Stated task - All entries must be extracted exactly, with nothing added or dropped.

Records from a dataset:
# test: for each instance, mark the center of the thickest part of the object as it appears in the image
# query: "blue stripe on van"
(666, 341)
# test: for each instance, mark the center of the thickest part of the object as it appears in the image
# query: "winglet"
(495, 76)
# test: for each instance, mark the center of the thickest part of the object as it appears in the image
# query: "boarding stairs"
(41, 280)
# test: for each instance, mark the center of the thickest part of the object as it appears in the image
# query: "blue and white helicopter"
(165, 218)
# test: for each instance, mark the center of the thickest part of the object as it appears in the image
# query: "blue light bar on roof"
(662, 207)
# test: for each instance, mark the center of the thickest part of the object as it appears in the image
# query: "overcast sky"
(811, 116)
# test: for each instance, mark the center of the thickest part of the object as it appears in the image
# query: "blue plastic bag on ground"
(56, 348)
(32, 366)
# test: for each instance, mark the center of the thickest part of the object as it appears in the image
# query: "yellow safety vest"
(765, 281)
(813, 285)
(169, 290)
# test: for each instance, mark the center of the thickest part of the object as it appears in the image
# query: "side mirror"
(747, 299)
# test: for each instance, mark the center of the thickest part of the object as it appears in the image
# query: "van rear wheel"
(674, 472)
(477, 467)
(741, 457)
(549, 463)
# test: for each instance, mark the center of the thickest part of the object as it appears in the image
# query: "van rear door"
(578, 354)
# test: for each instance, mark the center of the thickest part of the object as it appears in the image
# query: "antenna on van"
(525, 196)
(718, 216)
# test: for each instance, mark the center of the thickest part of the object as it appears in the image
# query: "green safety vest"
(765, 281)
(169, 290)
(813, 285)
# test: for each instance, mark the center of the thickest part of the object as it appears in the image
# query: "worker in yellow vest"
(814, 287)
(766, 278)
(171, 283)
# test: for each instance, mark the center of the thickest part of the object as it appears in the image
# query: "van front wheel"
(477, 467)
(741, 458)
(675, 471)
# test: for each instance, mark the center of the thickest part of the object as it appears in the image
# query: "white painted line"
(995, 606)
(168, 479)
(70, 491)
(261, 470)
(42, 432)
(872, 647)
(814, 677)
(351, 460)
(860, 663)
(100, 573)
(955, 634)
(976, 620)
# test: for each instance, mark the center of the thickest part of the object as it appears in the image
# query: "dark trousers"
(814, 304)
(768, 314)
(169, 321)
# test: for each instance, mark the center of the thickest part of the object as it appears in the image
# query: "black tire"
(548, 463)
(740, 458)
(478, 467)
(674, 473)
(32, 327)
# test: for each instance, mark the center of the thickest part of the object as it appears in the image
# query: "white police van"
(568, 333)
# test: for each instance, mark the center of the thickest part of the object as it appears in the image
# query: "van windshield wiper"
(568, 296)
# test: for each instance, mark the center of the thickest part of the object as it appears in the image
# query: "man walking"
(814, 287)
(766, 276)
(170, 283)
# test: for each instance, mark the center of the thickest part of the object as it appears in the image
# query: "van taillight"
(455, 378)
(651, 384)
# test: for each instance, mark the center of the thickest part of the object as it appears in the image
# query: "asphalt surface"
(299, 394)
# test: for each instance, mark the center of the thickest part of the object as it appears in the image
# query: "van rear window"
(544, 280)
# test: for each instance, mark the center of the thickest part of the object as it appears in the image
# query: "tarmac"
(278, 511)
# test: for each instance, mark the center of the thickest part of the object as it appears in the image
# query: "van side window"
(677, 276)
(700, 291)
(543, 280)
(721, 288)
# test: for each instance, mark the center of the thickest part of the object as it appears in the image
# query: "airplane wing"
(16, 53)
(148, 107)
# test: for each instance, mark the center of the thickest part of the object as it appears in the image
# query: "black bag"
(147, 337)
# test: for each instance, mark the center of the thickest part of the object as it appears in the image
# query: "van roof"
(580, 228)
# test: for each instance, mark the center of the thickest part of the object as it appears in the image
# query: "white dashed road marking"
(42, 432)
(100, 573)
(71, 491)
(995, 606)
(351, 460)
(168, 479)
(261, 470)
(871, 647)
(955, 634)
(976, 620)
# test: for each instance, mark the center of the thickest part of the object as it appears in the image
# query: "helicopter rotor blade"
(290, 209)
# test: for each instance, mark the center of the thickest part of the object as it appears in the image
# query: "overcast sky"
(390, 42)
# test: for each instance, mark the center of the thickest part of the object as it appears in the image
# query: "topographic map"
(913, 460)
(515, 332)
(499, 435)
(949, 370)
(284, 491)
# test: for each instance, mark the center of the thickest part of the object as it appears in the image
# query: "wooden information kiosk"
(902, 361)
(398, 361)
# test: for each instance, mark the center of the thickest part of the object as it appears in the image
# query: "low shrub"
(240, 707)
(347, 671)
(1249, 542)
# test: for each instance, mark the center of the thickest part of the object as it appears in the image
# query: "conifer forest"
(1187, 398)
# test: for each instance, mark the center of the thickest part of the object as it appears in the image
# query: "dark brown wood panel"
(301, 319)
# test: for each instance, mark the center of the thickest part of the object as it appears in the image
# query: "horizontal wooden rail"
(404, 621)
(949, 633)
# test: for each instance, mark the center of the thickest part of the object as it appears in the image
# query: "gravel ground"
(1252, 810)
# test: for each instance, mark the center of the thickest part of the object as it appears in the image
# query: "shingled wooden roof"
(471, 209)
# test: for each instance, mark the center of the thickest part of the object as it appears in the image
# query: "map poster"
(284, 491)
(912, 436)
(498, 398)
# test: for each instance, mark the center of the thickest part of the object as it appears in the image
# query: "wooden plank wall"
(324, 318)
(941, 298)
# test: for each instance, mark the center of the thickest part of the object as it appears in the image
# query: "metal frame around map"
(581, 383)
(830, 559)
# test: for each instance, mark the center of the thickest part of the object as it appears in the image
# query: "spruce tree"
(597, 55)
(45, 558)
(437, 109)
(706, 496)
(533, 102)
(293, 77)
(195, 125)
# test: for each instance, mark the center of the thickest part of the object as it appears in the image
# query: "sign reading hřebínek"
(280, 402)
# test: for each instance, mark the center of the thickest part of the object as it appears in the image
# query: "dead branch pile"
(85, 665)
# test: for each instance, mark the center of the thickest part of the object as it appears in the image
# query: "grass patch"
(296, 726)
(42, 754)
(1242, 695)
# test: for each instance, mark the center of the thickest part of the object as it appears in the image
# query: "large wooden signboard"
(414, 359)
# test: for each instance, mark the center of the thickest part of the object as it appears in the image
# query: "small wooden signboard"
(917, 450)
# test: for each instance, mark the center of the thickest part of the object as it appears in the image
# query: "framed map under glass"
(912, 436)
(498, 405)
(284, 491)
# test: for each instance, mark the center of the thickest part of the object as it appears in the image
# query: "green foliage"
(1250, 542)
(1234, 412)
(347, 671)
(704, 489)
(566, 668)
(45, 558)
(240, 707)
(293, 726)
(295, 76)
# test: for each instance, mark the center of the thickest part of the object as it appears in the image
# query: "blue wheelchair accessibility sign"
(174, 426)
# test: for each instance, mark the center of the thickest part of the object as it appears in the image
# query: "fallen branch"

Full response -
# test: for each instance, mark the center of the thickest part of the object as it appears in the image
# query: "blue stripe on van"
(666, 341)
# test: for each instance, mark the center of the thickest part of the object as it appears in the image
# query: "winglet"
(495, 76)
# test: for each instance, mark the center of the thickest part of the object as it appears in the image
# query: "boarding stairs"
(41, 280)
# test: for each instance, mark the center of the thickest part of the object as it appears in the image
# query: "blue and white helicopter"
(165, 218)
# test: for each instance, mark the center of the thickest part of the object as it appears in the image
# query: "blue light bar on roof"
(662, 207)
# test: for each instance, mark the center of the thickest part of the object as it appears in the image
# query: "overcast sky"
(811, 116)
# test: for each instance, mark the center of the thickest part of the object as it appears in the image
# query: "blue plastic bag on ground"
(56, 348)
(32, 366)
# test: for each instance, mark the center of the thickest part of the object as it appears in the image
# query: "yellow safety vest"
(765, 281)
(813, 285)
(169, 290)
# test: for each instance, mark the center of the thickest part of the object as it appears in the image
# query: "side mirror"
(747, 299)
# test: for each instance, mark the center of the thickest part of the object as it appears in the image
# query: "van rear wheel"
(674, 472)
(477, 467)
(741, 457)
(549, 463)
# test: for each instance, mark the center of the thickest part of the object as it appears in the image
# query: "van rear door"
(578, 354)
# test: for each instance, mark the center of the thickest part of the object as it appears in the image
# query: "antenna on van"
(525, 196)
(718, 216)
# test: for each instance, mark the center of the thickest part of the object as it appears in the image
# query: "green safety vest"
(765, 281)
(169, 290)
(813, 285)
# test: for each instance, mark the center of the thickest part of the object as it appears in the image
# query: "worker in yellow vest"
(814, 287)
(766, 278)
(171, 283)
# test: for each instance, mark the center of the thickest part of the object as it appears in the image
# query: "van front wheel"
(477, 467)
(741, 458)
(675, 471)
# test: for each instance, mark the center of the thickest part of the object as it appears in the image
# query: "white painted line"
(995, 606)
(168, 479)
(70, 491)
(261, 470)
(42, 432)
(872, 647)
(814, 677)
(351, 460)
(860, 663)
(100, 573)
(955, 634)
(976, 620)
# test: for each instance, mark the center of the thickest part of the object as it appears in the image
# query: "dark trousers"
(814, 304)
(768, 314)
(169, 321)
# test: for each instance, mark the center of the thickest part of the object as it appears in the image
# query: "black tire"
(548, 463)
(740, 458)
(478, 467)
(674, 473)
(32, 327)
# test: for each instance, mark the center of the thickest part of the object as it appears in the image
# query: "white police van"
(568, 333)
# test: for each instance, mark the center of the thickest part of the object as it appears in the image
# query: "van windshield wiper"
(568, 296)
# test: for each instance, mark the center of the thickest part of the object as it appears in the image
# query: "man walking"
(814, 287)
(766, 276)
(170, 283)
# test: for each instance, mark the center of the thickest part of the object as it appears in the image
# query: "van taillight"
(455, 378)
(651, 384)
# test: for each instance, mark the center of the thickest part of the object as it appears in the image
# query: "asphalt surface"
(299, 394)
# test: for each instance, mark the center of the thickest part of the object as it appears in the image
# query: "van rear window"
(544, 280)
# test: for each instance, mark the center of the thickest part of the object as it appears in the image
# query: "tarmac"
(278, 511)
# test: for each instance, mark the center of the thickest part of the object as it appears in the image
# query: "van side window"
(677, 276)
(700, 291)
(543, 280)
(721, 288)
# test: for each instance, mark the center of the thickest part of the object as it appears in the image
# query: "airplane wing"
(16, 53)
(148, 107)
# test: for each instance, mark the center of the thickest part of the object as it appears in the image
# query: "black bag"
(147, 337)
# test: for each instance, mark the center of the thickest part of the object as it appears in the image
# query: "van roof"
(580, 228)
# test: for each instance, mark the center of the thickest part of the object as it appears in the image
# query: "white dashed road marking"
(42, 432)
(100, 573)
(71, 491)
(995, 606)
(351, 460)
(168, 479)
(261, 470)
(871, 647)
(955, 634)
(976, 620)
# test: for each instance, mark the center of the thickest part of the object as it appears in the image
# query: "helicopter rotor blade"
(290, 209)
# test: for each instance, mark the center of the thickest part of the object as it appears in the image
# query: "overcast sky"
(390, 42)
# test: for each instance, mark the center of the thickest part of the object as it appears in the image
# query: "topographic map"
(913, 460)
(515, 332)
(499, 435)
(949, 370)
(284, 491)
# test: for each instance, mark the center of the thickest part of the object as it appears in the image
# query: "wooden information kiosk"
(902, 361)
(398, 361)
# test: for each instance, mark the center of the thickest part of the object as it appears in the image
# query: "low shrub"
(240, 707)
(347, 671)
(1249, 542)
# test: for each instance, mark the center of the thickest part of the object as it appears in the image
# query: "conifer forest"
(1187, 398)
# test: for each instance, mark the center of the thickest part of the object as it appears in the image
# query: "dark brown wood panel"
(301, 319)
# test: for each instance, mark the center of the thickest part of the object as it appears in the image
# query: "horizontal wooden rail"
(404, 621)
(949, 633)
# test: for each instance, mark the center of the thickest part of the object as it appears in the image
# query: "gravel ground"
(1252, 810)
# test: for each instance, mark the center of the thickest part of the object as it appears in the image
# query: "shingled wooden roof"
(471, 209)
# test: for each instance, mark the center of the thickest part of the object as it appears in the image
# query: "map poster"
(284, 491)
(912, 436)
(498, 398)
# test: for each instance, mark the center of the thickest part of the object as it appears in the image
# query: "wooden plank wall"
(324, 318)
(941, 298)
# test: for each instance, mark the center of the thickest part of the object as it appears in the image
# query: "metal frame around map"
(581, 383)
(830, 559)
# test: for each instance, mark the center of the thickest part of the object as it appears in the image
# query: "spruce tree"
(597, 55)
(45, 558)
(437, 109)
(706, 496)
(533, 102)
(293, 77)
(195, 125)
# test: for each instance, mark the center of the thickest part of the object as it appears in the image
# query: "sign reading hřebínek"
(280, 402)
# test: for each instance, mark the center of the thickest part of the object as it appears in the image
# query: "dead branch pile"
(85, 665)
# test: for each instance, mark the center of the thickest part of the object as it appears in the image
# query: "grass patch"
(296, 726)
(42, 754)
(1242, 695)
# test: for each instance, mark the center of the thickest part of the object as it appears in the image
# query: "large wooden signboard"
(414, 359)
# test: for each instance, mark the center of the thickest part of the object as it appears in the image
# query: "small wooden signboard"
(917, 450)
# test: for each instance, mark the center of the thickest part of the object as it appears in the image
# query: "framed map under glass"
(912, 436)
(498, 405)
(284, 491)
# test: for each instance, mark the center of the thickest part of the object as it appears in the image
# query: "green foliage"
(1250, 542)
(1234, 412)
(347, 671)
(704, 489)
(566, 668)
(45, 558)
(240, 707)
(293, 726)
(295, 76)
# test: for each instance, mark the center of the thickest part of the object as it appears in the image
# query: "blue wheelchair accessibility sign"
(174, 426)
# test: for each instance, mark the center of the thickest part of the object as it appears in the image
# query: "fallen branch"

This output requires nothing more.